> **The exercise**
Format the lines from the one containing "point_to finds the man's face" through the one containing "pixel 76 75", inclusive, as a JSON list of strings with one string per line. Leave out any blank lines.

— Begin Task input —

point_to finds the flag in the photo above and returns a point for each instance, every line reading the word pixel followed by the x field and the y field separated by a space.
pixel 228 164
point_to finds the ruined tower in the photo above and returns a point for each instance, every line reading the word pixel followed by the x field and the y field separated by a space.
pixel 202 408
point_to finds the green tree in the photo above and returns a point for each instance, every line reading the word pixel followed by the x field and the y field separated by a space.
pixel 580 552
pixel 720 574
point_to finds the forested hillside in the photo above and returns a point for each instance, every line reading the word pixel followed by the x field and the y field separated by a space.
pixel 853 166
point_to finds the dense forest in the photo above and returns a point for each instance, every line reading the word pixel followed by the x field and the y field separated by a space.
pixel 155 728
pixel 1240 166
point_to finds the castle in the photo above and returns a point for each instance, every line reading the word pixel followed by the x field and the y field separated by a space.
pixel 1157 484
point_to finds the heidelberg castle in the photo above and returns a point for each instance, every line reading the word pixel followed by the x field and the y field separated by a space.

— End Task input —
— Begin Task input —

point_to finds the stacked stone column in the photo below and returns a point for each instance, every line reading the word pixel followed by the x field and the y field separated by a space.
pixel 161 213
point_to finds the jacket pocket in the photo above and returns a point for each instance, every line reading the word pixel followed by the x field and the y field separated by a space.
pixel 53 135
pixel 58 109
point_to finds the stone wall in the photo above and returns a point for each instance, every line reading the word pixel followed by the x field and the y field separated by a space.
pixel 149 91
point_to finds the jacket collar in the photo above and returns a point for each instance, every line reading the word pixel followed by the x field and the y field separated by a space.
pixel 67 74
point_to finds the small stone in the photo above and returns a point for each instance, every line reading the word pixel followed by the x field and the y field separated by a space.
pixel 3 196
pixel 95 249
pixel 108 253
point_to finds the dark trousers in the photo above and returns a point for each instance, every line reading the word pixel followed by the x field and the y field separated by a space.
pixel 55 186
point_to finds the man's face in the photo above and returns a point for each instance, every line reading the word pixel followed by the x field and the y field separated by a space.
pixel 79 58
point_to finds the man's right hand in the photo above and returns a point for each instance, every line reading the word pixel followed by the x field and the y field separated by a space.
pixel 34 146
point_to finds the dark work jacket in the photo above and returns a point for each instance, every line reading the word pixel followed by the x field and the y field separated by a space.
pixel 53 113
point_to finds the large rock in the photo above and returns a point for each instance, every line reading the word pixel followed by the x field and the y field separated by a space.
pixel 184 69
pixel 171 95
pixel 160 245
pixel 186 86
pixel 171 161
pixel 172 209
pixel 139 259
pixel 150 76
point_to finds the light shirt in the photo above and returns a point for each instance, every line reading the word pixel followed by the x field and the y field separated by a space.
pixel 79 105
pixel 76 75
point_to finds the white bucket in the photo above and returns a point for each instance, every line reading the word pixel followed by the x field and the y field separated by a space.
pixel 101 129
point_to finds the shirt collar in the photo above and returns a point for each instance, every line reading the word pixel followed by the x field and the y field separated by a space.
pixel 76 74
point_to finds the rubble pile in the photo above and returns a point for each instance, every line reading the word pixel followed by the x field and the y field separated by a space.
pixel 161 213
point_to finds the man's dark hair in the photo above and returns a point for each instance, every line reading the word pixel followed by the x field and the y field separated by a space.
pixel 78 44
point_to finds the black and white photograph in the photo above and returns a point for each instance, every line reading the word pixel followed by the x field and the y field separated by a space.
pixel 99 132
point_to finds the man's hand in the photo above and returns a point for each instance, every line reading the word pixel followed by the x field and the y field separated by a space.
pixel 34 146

— End Task input —
— Begin Task input —

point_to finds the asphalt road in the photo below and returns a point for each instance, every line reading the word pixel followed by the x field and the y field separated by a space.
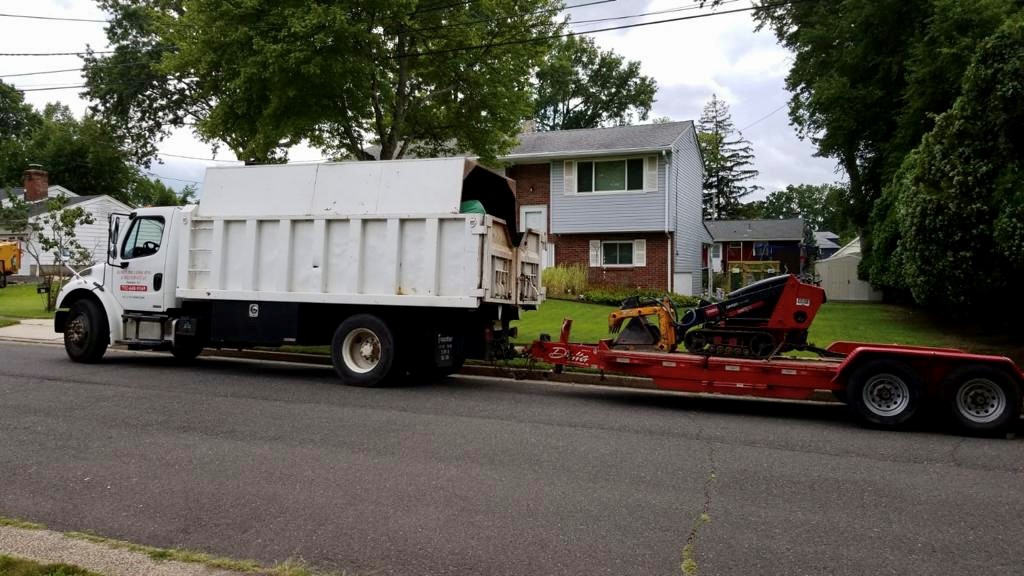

— End Task input —

> **Solution**
[
  "point_to finds the man's face in the photo above and returns a point for each instance, every line reading the word pixel followed by the x field and the y field separated by a space.",
  "pixel 79 58",
  "point_to finds the man's right hand in the photo above and returns a point for each instance, every line reading the word pixel followed by the x field and the y field separated by a space.",
  "pixel 34 146",
  "point_to finds the dark work jacket in the photo above and returns a point for each instance, every line reading the word pixel followed by the x field and the y field separated by a space.",
  "pixel 53 113",
  "point_to finds the large rock in the photo above and returns a point for each instance, every line reading the word pixel followed by the x field and the y field separated by a space.",
  "pixel 184 69",
  "pixel 171 95",
  "pixel 160 245",
  "pixel 186 86",
  "pixel 171 161",
  "pixel 172 209",
  "pixel 139 259",
  "pixel 150 76",
  "point_to finds the light shirt in the photo above and returns a point for each instance, every line reading the word pixel followed by the x field and the y field separated by a space.",
  "pixel 79 105",
  "pixel 76 75"
]